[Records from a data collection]

Start of Block

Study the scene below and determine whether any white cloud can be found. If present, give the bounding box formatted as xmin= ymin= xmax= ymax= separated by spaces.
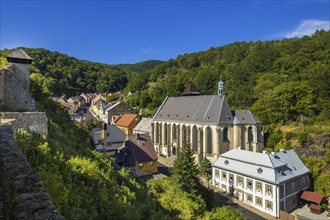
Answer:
xmin=142 ymin=47 xmax=161 ymax=55
xmin=283 ymin=19 xmax=330 ymax=38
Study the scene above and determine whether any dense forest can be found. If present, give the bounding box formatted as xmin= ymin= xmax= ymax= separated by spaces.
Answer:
xmin=0 ymin=49 xmax=163 ymax=97
xmin=0 ymin=30 xmax=329 ymax=218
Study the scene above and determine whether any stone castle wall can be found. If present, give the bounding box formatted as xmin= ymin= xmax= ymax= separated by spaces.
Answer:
xmin=0 ymin=124 xmax=63 ymax=220
xmin=0 ymin=65 xmax=35 ymax=111
xmin=1 ymin=112 xmax=48 ymax=138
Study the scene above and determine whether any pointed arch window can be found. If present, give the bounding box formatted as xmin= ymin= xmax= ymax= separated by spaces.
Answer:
xmin=248 ymin=126 xmax=253 ymax=143
xmin=192 ymin=125 xmax=198 ymax=152
xmin=206 ymin=126 xmax=212 ymax=154
xmin=182 ymin=125 xmax=187 ymax=147
xmin=223 ymin=127 xmax=228 ymax=142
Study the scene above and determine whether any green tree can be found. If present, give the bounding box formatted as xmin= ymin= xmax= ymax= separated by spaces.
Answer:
xmin=171 ymin=144 xmax=201 ymax=194
xmin=204 ymin=206 xmax=242 ymax=220
xmin=199 ymin=157 xmax=212 ymax=176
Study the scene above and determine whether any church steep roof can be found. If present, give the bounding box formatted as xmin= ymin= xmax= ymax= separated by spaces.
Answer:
xmin=232 ymin=110 xmax=261 ymax=125
xmin=153 ymin=95 xmax=233 ymax=125
xmin=181 ymin=80 xmax=201 ymax=96
xmin=7 ymin=49 xmax=32 ymax=60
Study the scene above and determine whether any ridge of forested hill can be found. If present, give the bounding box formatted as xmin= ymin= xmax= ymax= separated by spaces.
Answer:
xmin=116 ymin=60 xmax=165 ymax=75
xmin=125 ymin=30 xmax=329 ymax=122
xmin=0 ymin=48 xmax=129 ymax=97
xmin=0 ymin=48 xmax=164 ymax=97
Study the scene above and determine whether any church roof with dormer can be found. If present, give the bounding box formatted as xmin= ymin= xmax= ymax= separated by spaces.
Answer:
xmin=153 ymin=95 xmax=233 ymax=125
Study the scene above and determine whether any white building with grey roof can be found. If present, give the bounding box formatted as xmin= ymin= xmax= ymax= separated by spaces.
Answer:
xmin=151 ymin=80 xmax=264 ymax=163
xmin=212 ymin=149 xmax=310 ymax=218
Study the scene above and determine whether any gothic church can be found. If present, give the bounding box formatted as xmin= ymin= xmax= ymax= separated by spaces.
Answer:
xmin=151 ymin=80 xmax=264 ymax=163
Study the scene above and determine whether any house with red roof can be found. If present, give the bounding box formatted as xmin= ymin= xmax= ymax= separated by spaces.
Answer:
xmin=115 ymin=114 xmax=140 ymax=135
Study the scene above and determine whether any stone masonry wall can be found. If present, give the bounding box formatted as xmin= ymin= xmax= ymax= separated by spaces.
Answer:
xmin=1 ymin=112 xmax=48 ymax=138
xmin=0 ymin=65 xmax=35 ymax=111
xmin=0 ymin=124 xmax=64 ymax=220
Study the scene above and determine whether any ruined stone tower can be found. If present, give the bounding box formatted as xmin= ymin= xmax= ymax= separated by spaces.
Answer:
xmin=0 ymin=48 xmax=36 ymax=111
xmin=6 ymin=49 xmax=32 ymax=90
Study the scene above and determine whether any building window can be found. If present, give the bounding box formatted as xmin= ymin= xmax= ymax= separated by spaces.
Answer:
xmin=192 ymin=125 xmax=198 ymax=152
xmin=215 ymin=169 xmax=220 ymax=178
xmin=256 ymin=182 xmax=262 ymax=193
xmin=138 ymin=163 xmax=144 ymax=169
xmin=266 ymin=185 xmax=272 ymax=196
xmin=223 ymin=127 xmax=228 ymax=142
xmin=302 ymin=176 xmax=305 ymax=185
xmin=247 ymin=179 xmax=253 ymax=190
xmin=107 ymin=132 xmax=110 ymax=137
xmin=237 ymin=176 xmax=244 ymax=187
xmin=266 ymin=200 xmax=273 ymax=211
xmin=296 ymin=180 xmax=299 ymax=188
xmin=256 ymin=197 xmax=262 ymax=207
xmin=229 ymin=174 xmax=234 ymax=183
xmin=291 ymin=182 xmax=295 ymax=190
xmin=222 ymin=171 xmax=227 ymax=181
xmin=148 ymin=161 xmax=154 ymax=167
xmin=206 ymin=126 xmax=213 ymax=154
xmin=247 ymin=194 xmax=253 ymax=203
xmin=98 ymin=140 xmax=102 ymax=144
xmin=248 ymin=126 xmax=253 ymax=143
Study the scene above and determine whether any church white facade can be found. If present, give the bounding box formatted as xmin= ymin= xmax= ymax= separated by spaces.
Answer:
xmin=151 ymin=80 xmax=264 ymax=163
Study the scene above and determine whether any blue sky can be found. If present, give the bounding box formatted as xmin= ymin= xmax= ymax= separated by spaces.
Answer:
xmin=1 ymin=1 xmax=329 ymax=64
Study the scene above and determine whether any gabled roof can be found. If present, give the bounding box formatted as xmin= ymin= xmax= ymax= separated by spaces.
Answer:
xmin=301 ymin=191 xmax=325 ymax=204
xmin=133 ymin=117 xmax=153 ymax=133
xmin=232 ymin=110 xmax=261 ymax=125
xmin=182 ymin=80 xmax=201 ymax=96
xmin=153 ymin=95 xmax=233 ymax=125
xmin=126 ymin=133 xmax=158 ymax=163
xmin=213 ymin=149 xmax=310 ymax=184
xmin=115 ymin=114 xmax=139 ymax=127
xmin=7 ymin=49 xmax=32 ymax=60
xmin=93 ymin=124 xmax=127 ymax=151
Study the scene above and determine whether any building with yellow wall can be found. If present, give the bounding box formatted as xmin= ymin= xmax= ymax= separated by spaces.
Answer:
xmin=114 ymin=133 xmax=158 ymax=176
xmin=115 ymin=114 xmax=140 ymax=135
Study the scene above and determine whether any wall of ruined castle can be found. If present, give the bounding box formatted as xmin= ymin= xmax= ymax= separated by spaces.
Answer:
xmin=1 ymin=112 xmax=48 ymax=137
xmin=0 ymin=65 xmax=35 ymax=111
xmin=0 ymin=124 xmax=63 ymax=220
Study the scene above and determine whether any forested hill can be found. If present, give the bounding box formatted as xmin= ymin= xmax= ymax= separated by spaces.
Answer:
xmin=125 ymin=30 xmax=330 ymax=125
xmin=0 ymin=48 xmax=163 ymax=97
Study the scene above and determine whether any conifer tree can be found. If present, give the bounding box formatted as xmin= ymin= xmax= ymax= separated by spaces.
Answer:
xmin=171 ymin=143 xmax=201 ymax=194
xmin=199 ymin=157 xmax=212 ymax=176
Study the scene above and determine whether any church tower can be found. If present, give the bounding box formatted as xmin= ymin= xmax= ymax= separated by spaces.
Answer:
xmin=6 ymin=49 xmax=32 ymax=90
xmin=218 ymin=80 xmax=224 ymax=96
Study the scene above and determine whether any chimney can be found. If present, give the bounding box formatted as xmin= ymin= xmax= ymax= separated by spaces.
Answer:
xmin=136 ymin=133 xmax=141 ymax=140
xmin=237 ymin=146 xmax=241 ymax=150
xmin=262 ymin=150 xmax=267 ymax=154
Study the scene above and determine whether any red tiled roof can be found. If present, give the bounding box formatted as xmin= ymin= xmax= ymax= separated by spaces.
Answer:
xmin=301 ymin=191 xmax=325 ymax=204
xmin=115 ymin=114 xmax=139 ymax=127
xmin=310 ymin=203 xmax=322 ymax=211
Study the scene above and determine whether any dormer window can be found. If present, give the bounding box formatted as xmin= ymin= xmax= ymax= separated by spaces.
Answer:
xmin=224 ymin=160 xmax=229 ymax=165
xmin=257 ymin=167 xmax=263 ymax=174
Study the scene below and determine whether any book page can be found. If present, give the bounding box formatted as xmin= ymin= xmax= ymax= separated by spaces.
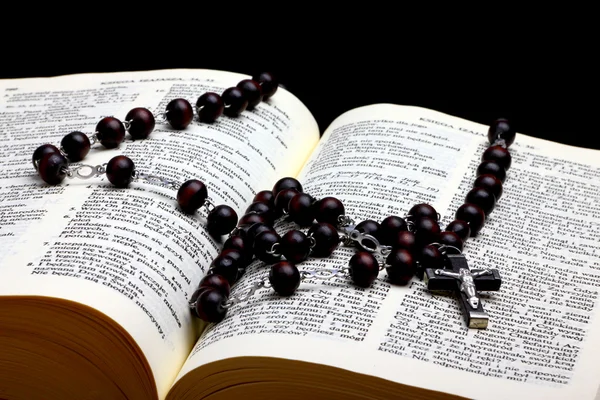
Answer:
xmin=176 ymin=104 xmax=600 ymax=400
xmin=0 ymin=69 xmax=320 ymax=399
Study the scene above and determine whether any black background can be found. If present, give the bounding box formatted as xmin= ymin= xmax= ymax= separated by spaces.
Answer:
xmin=1 ymin=25 xmax=597 ymax=150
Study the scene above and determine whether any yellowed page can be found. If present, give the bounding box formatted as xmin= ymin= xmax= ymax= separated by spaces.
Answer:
xmin=0 ymin=69 xmax=319 ymax=399
xmin=175 ymin=104 xmax=600 ymax=400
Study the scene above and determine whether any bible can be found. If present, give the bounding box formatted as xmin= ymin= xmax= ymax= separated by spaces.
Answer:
xmin=1 ymin=68 xmax=599 ymax=400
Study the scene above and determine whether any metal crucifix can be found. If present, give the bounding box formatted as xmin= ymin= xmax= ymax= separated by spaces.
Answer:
xmin=423 ymin=254 xmax=502 ymax=329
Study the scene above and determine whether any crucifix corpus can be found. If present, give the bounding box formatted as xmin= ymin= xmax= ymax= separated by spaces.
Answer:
xmin=423 ymin=254 xmax=502 ymax=329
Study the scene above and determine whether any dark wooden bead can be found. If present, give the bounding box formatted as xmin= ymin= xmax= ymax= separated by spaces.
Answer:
xmin=280 ymin=229 xmax=310 ymax=263
xmin=196 ymin=92 xmax=224 ymax=123
xmin=483 ymin=145 xmax=512 ymax=170
xmin=177 ymin=179 xmax=208 ymax=214
xmin=245 ymin=201 xmax=274 ymax=223
xmin=38 ymin=152 xmax=68 ymax=185
xmin=96 ymin=117 xmax=125 ymax=149
xmin=189 ymin=287 xmax=208 ymax=318
xmin=407 ymin=203 xmax=438 ymax=223
xmin=253 ymin=230 xmax=281 ymax=264
xmin=222 ymin=87 xmax=248 ymax=117
xmin=32 ymin=144 xmax=60 ymax=170
xmin=198 ymin=274 xmax=231 ymax=297
xmin=220 ymin=248 xmax=248 ymax=270
xmin=106 ymin=155 xmax=135 ymax=188
xmin=385 ymin=248 xmax=416 ymax=285
xmin=418 ymin=244 xmax=445 ymax=278
xmin=307 ymin=222 xmax=340 ymax=257
xmin=274 ymin=188 xmax=299 ymax=216
xmin=209 ymin=254 xmax=239 ymax=284
xmin=166 ymin=98 xmax=194 ymax=129
xmin=355 ymin=220 xmax=381 ymax=239
xmin=60 ymin=131 xmax=90 ymax=161
xmin=466 ymin=187 xmax=496 ymax=216
xmin=252 ymin=72 xmax=278 ymax=99
xmin=477 ymin=160 xmax=506 ymax=183
xmin=315 ymin=197 xmax=345 ymax=225
xmin=195 ymin=287 xmax=227 ymax=322
xmin=223 ymin=235 xmax=253 ymax=265
xmin=288 ymin=193 xmax=317 ymax=226
xmin=379 ymin=216 xmax=408 ymax=245
xmin=412 ymin=216 xmax=441 ymax=248
xmin=455 ymin=203 xmax=486 ymax=237
xmin=349 ymin=251 xmax=379 ymax=288
xmin=445 ymin=220 xmax=471 ymax=240
xmin=206 ymin=205 xmax=238 ymax=237
xmin=237 ymin=79 xmax=263 ymax=110
xmin=392 ymin=231 xmax=417 ymax=254
xmin=487 ymin=118 xmax=516 ymax=147
xmin=473 ymin=174 xmax=503 ymax=200
xmin=269 ymin=261 xmax=300 ymax=296
xmin=237 ymin=213 xmax=268 ymax=228
xmin=125 ymin=107 xmax=155 ymax=139
xmin=246 ymin=223 xmax=274 ymax=248
xmin=253 ymin=190 xmax=275 ymax=207
xmin=438 ymin=231 xmax=463 ymax=253
xmin=272 ymin=177 xmax=303 ymax=197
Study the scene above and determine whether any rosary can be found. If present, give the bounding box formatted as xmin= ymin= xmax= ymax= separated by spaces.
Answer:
xmin=31 ymin=72 xmax=515 ymax=329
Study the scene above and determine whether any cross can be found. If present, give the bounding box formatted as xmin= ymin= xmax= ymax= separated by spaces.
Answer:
xmin=423 ymin=254 xmax=501 ymax=329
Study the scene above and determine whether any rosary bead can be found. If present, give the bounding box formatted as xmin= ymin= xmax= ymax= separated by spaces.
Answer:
xmin=355 ymin=220 xmax=381 ymax=239
xmin=252 ymin=72 xmax=278 ymax=100
xmin=476 ymin=160 xmax=506 ymax=183
xmin=407 ymin=203 xmax=438 ymax=223
xmin=307 ymin=222 xmax=340 ymax=257
xmin=196 ymin=92 xmax=224 ymax=123
xmin=166 ymin=98 xmax=194 ymax=130
xmin=245 ymin=201 xmax=274 ymax=224
xmin=272 ymin=177 xmax=303 ymax=197
xmin=222 ymin=87 xmax=248 ymax=117
xmin=412 ymin=216 xmax=441 ymax=248
xmin=60 ymin=131 xmax=90 ymax=162
xmin=487 ymin=118 xmax=516 ymax=148
xmin=379 ymin=216 xmax=408 ymax=245
xmin=237 ymin=212 xmax=268 ymax=228
xmin=209 ymin=254 xmax=239 ymax=284
xmin=206 ymin=205 xmax=238 ymax=237
xmin=349 ymin=251 xmax=380 ymax=288
xmin=177 ymin=179 xmax=208 ymax=214
xmin=198 ymin=274 xmax=231 ymax=297
xmin=385 ymin=248 xmax=416 ymax=285
xmin=280 ymin=229 xmax=310 ymax=263
xmin=38 ymin=152 xmax=68 ymax=185
xmin=223 ymin=235 xmax=253 ymax=265
xmin=438 ymin=231 xmax=464 ymax=252
xmin=465 ymin=187 xmax=496 ymax=216
xmin=106 ymin=156 xmax=135 ymax=188
xmin=253 ymin=190 xmax=275 ymax=207
xmin=237 ymin=79 xmax=263 ymax=110
xmin=273 ymin=188 xmax=299 ymax=216
xmin=220 ymin=248 xmax=248 ymax=270
xmin=482 ymin=145 xmax=512 ymax=170
xmin=455 ymin=203 xmax=486 ymax=236
xmin=474 ymin=174 xmax=503 ymax=200
xmin=32 ymin=144 xmax=60 ymax=170
xmin=125 ymin=107 xmax=155 ymax=140
xmin=419 ymin=244 xmax=445 ymax=267
xmin=269 ymin=261 xmax=301 ymax=296
xmin=96 ymin=117 xmax=125 ymax=149
xmin=391 ymin=231 xmax=417 ymax=254
xmin=445 ymin=220 xmax=471 ymax=240
xmin=288 ymin=193 xmax=317 ymax=226
xmin=195 ymin=287 xmax=227 ymax=323
xmin=245 ymin=222 xmax=273 ymax=246
xmin=253 ymin=230 xmax=281 ymax=264
xmin=315 ymin=197 xmax=345 ymax=225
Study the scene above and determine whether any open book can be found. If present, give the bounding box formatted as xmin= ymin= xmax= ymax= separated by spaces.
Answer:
xmin=1 ymin=69 xmax=599 ymax=400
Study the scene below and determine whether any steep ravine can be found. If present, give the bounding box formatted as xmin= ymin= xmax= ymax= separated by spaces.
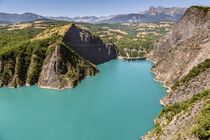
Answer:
xmin=0 ymin=24 xmax=117 ymax=89
xmin=143 ymin=6 xmax=210 ymax=140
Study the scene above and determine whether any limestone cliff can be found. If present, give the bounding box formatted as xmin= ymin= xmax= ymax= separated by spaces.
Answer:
xmin=142 ymin=90 xmax=209 ymax=140
xmin=143 ymin=61 xmax=210 ymax=140
xmin=148 ymin=6 xmax=210 ymax=88
xmin=160 ymin=67 xmax=210 ymax=106
xmin=38 ymin=43 xmax=98 ymax=89
xmin=63 ymin=24 xmax=117 ymax=65
xmin=0 ymin=23 xmax=117 ymax=89
xmin=143 ymin=6 xmax=210 ymax=140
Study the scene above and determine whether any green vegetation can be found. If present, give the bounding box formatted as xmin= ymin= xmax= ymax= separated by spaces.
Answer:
xmin=77 ymin=22 xmax=173 ymax=57
xmin=150 ymin=90 xmax=210 ymax=139
xmin=158 ymin=90 xmax=210 ymax=122
xmin=192 ymin=99 xmax=210 ymax=140
xmin=0 ymin=20 xmax=100 ymax=88
xmin=192 ymin=6 xmax=210 ymax=13
xmin=57 ymin=43 xmax=98 ymax=87
xmin=0 ymin=20 xmax=173 ymax=58
xmin=26 ymin=35 xmax=62 ymax=85
xmin=0 ymin=20 xmax=70 ymax=56
xmin=0 ymin=19 xmax=170 ymax=87
xmin=171 ymin=59 xmax=210 ymax=90
xmin=0 ymin=28 xmax=42 ymax=52
xmin=0 ymin=31 xmax=63 ymax=86
xmin=153 ymin=122 xmax=163 ymax=135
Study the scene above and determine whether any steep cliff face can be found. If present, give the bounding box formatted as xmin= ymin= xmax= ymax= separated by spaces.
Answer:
xmin=160 ymin=67 xmax=210 ymax=106
xmin=143 ymin=90 xmax=210 ymax=140
xmin=38 ymin=43 xmax=98 ymax=89
xmin=63 ymin=24 xmax=117 ymax=65
xmin=148 ymin=6 xmax=210 ymax=88
xmin=0 ymin=24 xmax=118 ymax=89
xmin=143 ymin=59 xmax=210 ymax=140
xmin=143 ymin=6 xmax=210 ymax=140
xmin=149 ymin=6 xmax=209 ymax=63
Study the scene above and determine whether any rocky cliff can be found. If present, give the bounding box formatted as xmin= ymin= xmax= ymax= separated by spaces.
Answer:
xmin=0 ymin=23 xmax=117 ymax=89
xmin=143 ymin=90 xmax=209 ymax=140
xmin=38 ymin=43 xmax=98 ymax=89
xmin=63 ymin=24 xmax=117 ymax=65
xmin=103 ymin=6 xmax=186 ymax=23
xmin=160 ymin=66 xmax=210 ymax=106
xmin=148 ymin=6 xmax=210 ymax=88
xmin=143 ymin=6 xmax=210 ymax=140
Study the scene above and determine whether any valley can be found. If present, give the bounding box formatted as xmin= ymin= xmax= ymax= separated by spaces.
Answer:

End of Block

== WHAT THE TASK REQUIRES ==
From the records above, pull out every line containing the word "wall".

== OUTPUT ==
Study the scene above and determine whether any stone castle wall can be found. If present, give the bounding box formatted as xmin= ymin= xmax= ymax= separated by spaces.
Study the scene above and determine whether any stone masonry wall can be found. If present, give the bounding box formatted as xmin= ymin= xmax= ymax= separated by spaces.
Study the scene above and determine whether any building with yellow wall can be found. If present, give the bounding box formatted as xmin= ymin= xmax= ymax= separated by spaces.
Study the scene above and determine whether any wall of ruined castle can be found. If present, give the bounding box formatted as xmin= ymin= xmax= ymax= separated by spaces.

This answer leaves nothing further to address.